**Requirements:**
In the material below, please identify every line that contains the string "flipper" and copy each of those lines. Case counts.

··· Records for this exercise ···

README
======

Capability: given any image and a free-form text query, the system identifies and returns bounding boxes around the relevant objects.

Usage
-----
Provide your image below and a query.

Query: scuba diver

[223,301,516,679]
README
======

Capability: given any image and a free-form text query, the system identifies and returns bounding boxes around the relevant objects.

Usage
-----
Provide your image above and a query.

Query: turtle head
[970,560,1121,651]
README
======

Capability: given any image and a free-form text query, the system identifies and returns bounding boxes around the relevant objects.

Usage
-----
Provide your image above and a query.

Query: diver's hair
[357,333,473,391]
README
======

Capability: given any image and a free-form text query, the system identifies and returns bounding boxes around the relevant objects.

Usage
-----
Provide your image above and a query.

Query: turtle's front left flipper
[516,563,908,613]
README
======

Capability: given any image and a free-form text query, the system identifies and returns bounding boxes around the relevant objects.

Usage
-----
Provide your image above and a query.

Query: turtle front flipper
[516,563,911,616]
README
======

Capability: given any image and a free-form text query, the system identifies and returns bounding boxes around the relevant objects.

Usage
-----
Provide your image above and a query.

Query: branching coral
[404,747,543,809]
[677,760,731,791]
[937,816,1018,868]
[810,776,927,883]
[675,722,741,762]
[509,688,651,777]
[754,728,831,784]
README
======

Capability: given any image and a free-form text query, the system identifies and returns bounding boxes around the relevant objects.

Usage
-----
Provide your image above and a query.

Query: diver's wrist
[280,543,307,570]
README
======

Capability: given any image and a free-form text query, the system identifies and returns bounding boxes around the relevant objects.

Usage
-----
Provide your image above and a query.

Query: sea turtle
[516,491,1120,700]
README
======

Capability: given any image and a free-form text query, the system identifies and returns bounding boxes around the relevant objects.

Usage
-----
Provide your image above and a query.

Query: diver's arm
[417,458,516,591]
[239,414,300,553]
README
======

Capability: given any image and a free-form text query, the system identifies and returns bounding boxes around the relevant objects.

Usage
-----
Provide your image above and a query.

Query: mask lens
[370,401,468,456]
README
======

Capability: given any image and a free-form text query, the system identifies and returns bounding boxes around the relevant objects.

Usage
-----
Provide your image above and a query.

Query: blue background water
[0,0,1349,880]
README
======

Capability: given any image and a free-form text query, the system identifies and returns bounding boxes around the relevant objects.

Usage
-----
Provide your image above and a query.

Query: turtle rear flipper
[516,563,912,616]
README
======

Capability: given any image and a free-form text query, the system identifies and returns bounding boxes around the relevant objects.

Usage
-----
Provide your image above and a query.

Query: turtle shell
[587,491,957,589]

···

**Solution for this problem:**
Query: turtle's front left flipper
Query: turtle front flipper
Query: turtle rear flipper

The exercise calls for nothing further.